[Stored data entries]
++++++++++++++++++++

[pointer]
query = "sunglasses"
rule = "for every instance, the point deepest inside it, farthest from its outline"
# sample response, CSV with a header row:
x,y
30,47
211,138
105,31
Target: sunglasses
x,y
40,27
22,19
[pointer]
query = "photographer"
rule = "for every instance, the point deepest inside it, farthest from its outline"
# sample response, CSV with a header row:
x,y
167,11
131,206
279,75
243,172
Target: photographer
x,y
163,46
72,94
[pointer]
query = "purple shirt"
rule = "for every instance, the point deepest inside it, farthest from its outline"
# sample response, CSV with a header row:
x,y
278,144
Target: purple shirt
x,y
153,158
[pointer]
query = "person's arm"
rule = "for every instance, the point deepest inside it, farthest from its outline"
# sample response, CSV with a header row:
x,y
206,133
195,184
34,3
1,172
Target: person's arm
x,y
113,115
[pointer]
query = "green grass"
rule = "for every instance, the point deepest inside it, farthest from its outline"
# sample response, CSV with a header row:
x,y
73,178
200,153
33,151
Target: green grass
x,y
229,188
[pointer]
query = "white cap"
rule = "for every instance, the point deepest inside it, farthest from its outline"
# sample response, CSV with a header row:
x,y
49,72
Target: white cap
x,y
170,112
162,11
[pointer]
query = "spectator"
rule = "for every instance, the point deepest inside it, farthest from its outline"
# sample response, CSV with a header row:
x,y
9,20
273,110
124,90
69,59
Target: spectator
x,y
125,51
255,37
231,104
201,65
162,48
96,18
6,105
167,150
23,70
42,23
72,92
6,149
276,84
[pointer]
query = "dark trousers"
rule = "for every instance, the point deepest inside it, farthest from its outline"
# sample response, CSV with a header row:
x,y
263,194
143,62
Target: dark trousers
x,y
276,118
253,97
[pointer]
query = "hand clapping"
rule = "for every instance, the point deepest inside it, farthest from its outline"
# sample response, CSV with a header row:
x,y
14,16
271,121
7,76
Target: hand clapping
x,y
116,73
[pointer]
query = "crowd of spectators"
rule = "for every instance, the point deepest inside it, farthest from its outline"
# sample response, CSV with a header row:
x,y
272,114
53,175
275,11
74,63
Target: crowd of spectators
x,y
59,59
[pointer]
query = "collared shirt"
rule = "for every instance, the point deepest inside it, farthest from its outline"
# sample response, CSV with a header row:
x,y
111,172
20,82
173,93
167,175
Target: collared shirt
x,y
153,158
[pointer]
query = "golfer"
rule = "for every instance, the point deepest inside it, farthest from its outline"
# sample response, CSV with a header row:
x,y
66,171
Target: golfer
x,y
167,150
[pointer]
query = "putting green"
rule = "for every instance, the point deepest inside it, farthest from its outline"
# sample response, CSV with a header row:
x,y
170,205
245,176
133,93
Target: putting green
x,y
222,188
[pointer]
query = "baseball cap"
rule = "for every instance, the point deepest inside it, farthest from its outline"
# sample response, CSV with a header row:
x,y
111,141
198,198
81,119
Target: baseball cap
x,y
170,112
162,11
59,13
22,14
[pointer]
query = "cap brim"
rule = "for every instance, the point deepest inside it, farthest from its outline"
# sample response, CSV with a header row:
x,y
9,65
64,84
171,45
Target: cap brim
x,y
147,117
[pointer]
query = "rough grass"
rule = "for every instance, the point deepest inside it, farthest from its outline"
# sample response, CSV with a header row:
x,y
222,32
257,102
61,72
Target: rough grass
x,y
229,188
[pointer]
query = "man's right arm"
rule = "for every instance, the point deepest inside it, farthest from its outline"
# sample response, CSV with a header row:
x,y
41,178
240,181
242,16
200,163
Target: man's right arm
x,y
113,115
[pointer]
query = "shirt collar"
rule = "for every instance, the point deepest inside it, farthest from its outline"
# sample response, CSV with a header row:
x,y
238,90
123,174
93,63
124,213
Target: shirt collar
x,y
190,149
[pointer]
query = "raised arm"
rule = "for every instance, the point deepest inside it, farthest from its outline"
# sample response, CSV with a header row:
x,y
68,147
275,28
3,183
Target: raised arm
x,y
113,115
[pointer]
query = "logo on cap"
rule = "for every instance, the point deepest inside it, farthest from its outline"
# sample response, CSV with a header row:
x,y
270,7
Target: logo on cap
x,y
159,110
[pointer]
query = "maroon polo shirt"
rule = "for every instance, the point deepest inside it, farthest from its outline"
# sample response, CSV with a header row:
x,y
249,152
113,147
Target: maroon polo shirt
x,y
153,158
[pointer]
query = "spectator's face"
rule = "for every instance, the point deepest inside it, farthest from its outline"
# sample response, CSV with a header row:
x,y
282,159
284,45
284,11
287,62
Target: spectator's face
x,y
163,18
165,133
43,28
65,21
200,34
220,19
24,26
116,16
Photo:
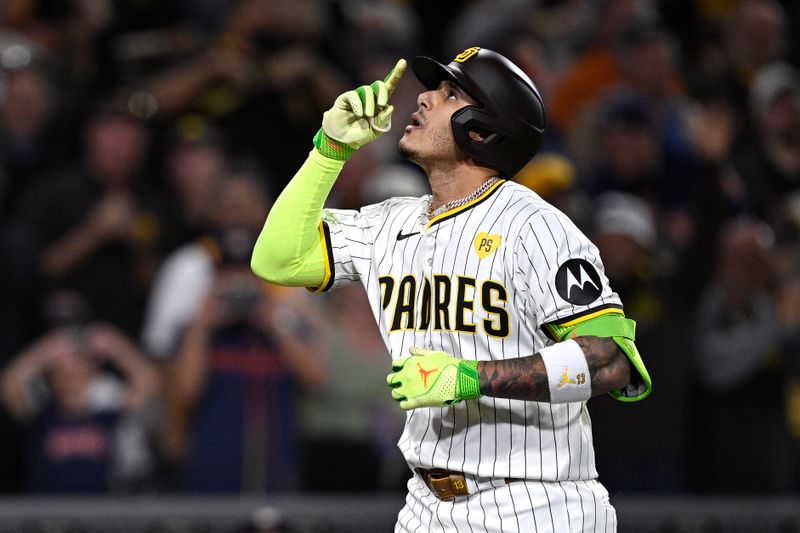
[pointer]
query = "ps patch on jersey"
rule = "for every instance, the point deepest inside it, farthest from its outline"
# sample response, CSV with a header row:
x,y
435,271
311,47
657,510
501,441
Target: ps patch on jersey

++++++++++++++++++++

» Work task
Reproduce all the data as it stands. The pictures are not part of the copy.

» Answer
[pointer]
query = "sunglasses"
rule = "for every instance, the point deepest inside it, farthest from its outline"
# sample response, CSV with a header row:
x,y
30,47
211,138
105,31
Target: sunglasses
x,y
40,27
22,19
[pointer]
query = "photographer"
rule = "for every instance, the point deepest inside it, farthest from its outline"
# sample response, CSV with a header row:
x,y
167,11
131,206
279,75
243,172
Target: photographer
x,y
163,46
72,94
[pointer]
query = "purple shirt"
rule = "for every instance, the point deepest inside it, farthest from its outline"
# sample response, CSV with a header row:
x,y
278,144
Target: purple shirt
x,y
153,158
[pointer]
query = "person's arm"
rule = "for every instance, the point deepest inside it, farthest from its outline"
# sample response, CSV with a header row:
x,y
206,133
195,184
34,3
1,172
Target: person's arm
x,y
113,115
[pointer]
query = "green grass"
rule = "for every instance, the point deepest inside it, farthest from its outline"
# sample response, CSV with a header row:
x,y
73,178
200,153
33,151
Target: green grass
x,y
229,188
[pointer]
query = "white cap"
rule = "for every instance, the point deepest inside it, farthest from its outline"
# sample response, CSV with a header row:
x,y
49,72
Target: white cap
x,y
170,112
162,11
[pointer]
query = "spectator"
rule = "for every instance, the point deepest inside it, farthest from its outline"
# sample response, CSV with a header row:
x,y
9,20
273,110
124,90
69,59
Target: spectator
x,y
125,51
255,37
231,104
201,65
162,48
96,18
6,105
167,150
23,70
42,23
72,92
6,149
276,84
[pointer]
query = "dark trousers"
rule = "for every instance, the point deepest inside it, farthest from its outline"
# sample response, CSV with a header row:
x,y
263,194
143,62
Target: dark trousers
x,y
276,118
253,97
[pointer]
query = "hand clapping"
rule = "for every instance, the point deepest inside it, farthest from its outline"
# sample response, CSV with a header row:
x,y
14,16
271,121
7,76
Target: hand clapping
x,y
116,73
[pointer]
query = "crowd of spectators"
rule = "for every instance, the point deepest inside it, farthest from its outline"
# sample response, CSV with a header row:
x,y
272,114
53,175
275,11
74,63
Target: crowd of spectators
x,y
59,59
[pointer]
query = "collared shirt"
rule = "for every instance, the point deepest inside it, farthest from its outline"
# sample response, CSV with a header row:
x,y
111,172
20,82
173,93
167,175
Target: collared shirt
x,y
153,158
[pointer]
query = "golfer"
rule = "for every instance, the point deepest inside it, farthest from its outline"
# sample response, CSV with a header row:
x,y
66,171
Target: golfer
x,y
167,150
[pointer]
query = "putting green"
rule = "for every instance, the point deepest inside it, farthest from its outline"
# sample response, CSV with a header row:
x,y
170,205
245,176
133,93
Target: putting green
x,y
222,188
[pointer]
query = "baseball cap"
rule = "for every instance, the point deepest inside it, farthest from its outline"
# sample response, CSV with a header row:
x,y
111,141
198,198
81,119
Target: baseball cap
x,y
170,112
162,11
59,13
22,14
[pointer]
query = "cap brim"
rule = "for every instance, the point deepest inside it, farthest from its outline"
# sample response, CSV with a header row:
x,y
9,65
64,84
171,45
Target: cap brim
x,y
147,117
[pointer]
query = "rough grass"
rule = "for every instance, the point deepest inside it, farthest from its outline"
# sample response, CSV with a header row:
x,y
222,32
257,102
61,72
Target: rough grass
x,y
229,188
[pointer]
query = "man's right arm"
rule = "for every instance, the point deepest inside it, farthest from its outline"
# sample response, CSV with a header row:
x,y
41,178
240,181
242,16
200,163
Target: man's right arm
x,y
113,115
[pointer]
query = "shirt collar"
rule = "for every instance, the point deepest inside it, farthest from its outline"
# sample response, CSV with a header row:
x,y
238,90
123,174
93,63
124,213
Target: shirt collar
x,y
190,149
[pointer]
query = "raised arm"
rule = "for every instance, the point deepest inside it, farthest from its outline"
# sample response, CSV with a header row:
x,y
68,147
275,28
3,183
Target: raised arm
x,y
113,115
[pointer]
query = "logo on cap"
rule = "for every instance, the point deepest inside it, farthest from its outline"
# sample response, CSV with a header row:
x,y
270,7
Target: logo on cap
x,y
159,110
[pointer]
query = "maroon polo shirt"
rule = "for every instance, the point deepest inside it, farthest from its outline"
# sample response, CSV with a header row:
x,y
249,152
113,147
Target: maroon polo shirt
x,y
153,158
[pointer]
query = "spectator's face"
rule = "for every instance, the point deepest inside it, farthest from its outline"
# sample response, CSV with a header row:
x,y
282,159
284,45
284,11
287,62
Target: spectator's face
x,y
163,18
165,133
43,28
65,21
200,34
220,19
24,26
116,16
Photo:
[pointer]
query = "ps patch on jersey"
rule = "for every instance, the point deepest inside it, farthest from its outline"
# sample response, CSV with a header row:
x,y
435,271
311,47
657,510
501,441
Target: ps patch on jersey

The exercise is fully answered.